Each record below needs to be reproduced precisely, though not its pictures.
● ● ● ●
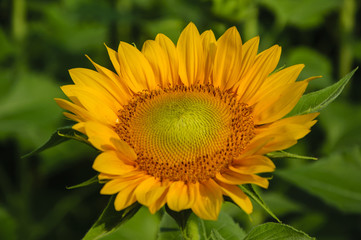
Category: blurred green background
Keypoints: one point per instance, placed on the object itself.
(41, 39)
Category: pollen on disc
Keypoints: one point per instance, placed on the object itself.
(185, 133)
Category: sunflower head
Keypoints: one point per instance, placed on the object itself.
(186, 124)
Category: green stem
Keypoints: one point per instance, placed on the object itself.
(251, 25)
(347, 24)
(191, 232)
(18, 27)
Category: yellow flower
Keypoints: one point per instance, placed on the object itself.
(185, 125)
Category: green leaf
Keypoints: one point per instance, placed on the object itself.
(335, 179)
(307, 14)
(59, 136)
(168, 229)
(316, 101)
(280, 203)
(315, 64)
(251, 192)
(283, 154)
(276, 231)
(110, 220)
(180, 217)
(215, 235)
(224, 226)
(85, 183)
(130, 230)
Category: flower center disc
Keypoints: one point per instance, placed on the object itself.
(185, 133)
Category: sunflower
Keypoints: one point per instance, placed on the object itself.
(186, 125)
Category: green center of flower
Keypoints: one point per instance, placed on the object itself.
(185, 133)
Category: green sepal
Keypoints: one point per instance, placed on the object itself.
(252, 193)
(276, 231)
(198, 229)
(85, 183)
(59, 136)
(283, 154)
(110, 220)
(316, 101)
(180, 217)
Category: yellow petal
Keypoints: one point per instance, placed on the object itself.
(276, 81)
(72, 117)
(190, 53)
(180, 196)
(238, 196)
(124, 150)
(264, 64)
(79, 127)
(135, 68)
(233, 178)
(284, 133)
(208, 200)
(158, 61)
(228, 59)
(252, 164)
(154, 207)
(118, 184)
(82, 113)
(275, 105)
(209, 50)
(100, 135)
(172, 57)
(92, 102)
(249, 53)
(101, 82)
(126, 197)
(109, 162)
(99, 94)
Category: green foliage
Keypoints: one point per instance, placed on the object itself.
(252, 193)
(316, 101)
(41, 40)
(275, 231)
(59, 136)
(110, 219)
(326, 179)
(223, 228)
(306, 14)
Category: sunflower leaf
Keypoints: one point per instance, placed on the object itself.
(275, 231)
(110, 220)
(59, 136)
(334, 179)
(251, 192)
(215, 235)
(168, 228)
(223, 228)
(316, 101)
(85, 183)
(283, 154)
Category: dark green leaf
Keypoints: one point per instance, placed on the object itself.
● ● ● ●
EXERCISE RESPONSE:
Category: blurred green background
Keypoints: one point per instance, placed on the object itself.
(41, 39)
Category: pollen on disc
Keypoints: one point per instance, placed on the object itself.
(185, 133)
Category: sunflower head
Keypoints: one point per instance, placed on the object itself.
(186, 124)
Category: green stem
Keypoints: one point per instance, placed on the object itself.
(251, 25)
(347, 24)
(191, 232)
(18, 27)
Category: yellow flower
Keypoints: one point per instance, placed on the object itself.
(185, 125)
Category: green leaf
Keypoints: one point per instance, placed on the object itself.
(335, 179)
(307, 14)
(59, 136)
(168, 229)
(316, 101)
(280, 203)
(315, 64)
(251, 192)
(283, 154)
(276, 231)
(110, 220)
(180, 217)
(215, 235)
(224, 226)
(85, 183)
(130, 230)
Category: flower center disc
Keypoints: one point per instance, placed on the object itself.
(185, 133)
Category: sunflower
Keypoints: one point per instance, placed on the object itself.
(186, 125)
Category: green center of flower
Keypoints: one point per instance, placed on the object itself.
(185, 133)
Category: green sepal
Keypoints: one point per instance, placed on the object itself.
(252, 193)
(276, 231)
(198, 229)
(85, 183)
(59, 136)
(283, 154)
(110, 220)
(316, 101)
(180, 217)
Category: yellow petal
Keypoints: one point per instance, placed on the object itself.
(276, 81)
(72, 117)
(190, 53)
(180, 196)
(238, 196)
(124, 150)
(264, 64)
(79, 127)
(135, 68)
(233, 178)
(284, 133)
(208, 200)
(158, 61)
(228, 59)
(252, 164)
(154, 207)
(118, 184)
(82, 113)
(275, 105)
(209, 50)
(100, 135)
(172, 57)
(92, 102)
(249, 53)
(101, 82)
(126, 197)
(109, 162)
(99, 94)
Category: green foliage
Keypoints: one point per instance, placed on the object itself.
(252, 193)
(316, 101)
(41, 40)
(275, 231)
(59, 136)
(110, 219)
(326, 179)
(223, 228)
(306, 14)
Category: sunflower leaf
Keypoints: one point per instance, placed on the object itself.
(275, 231)
(110, 220)
(59, 136)
(334, 179)
(251, 192)
(215, 235)
(168, 228)
(223, 228)
(316, 101)
(85, 183)
(283, 154)
Category: dark green leaf
Keypoints: one point per instance, placed on the object itself.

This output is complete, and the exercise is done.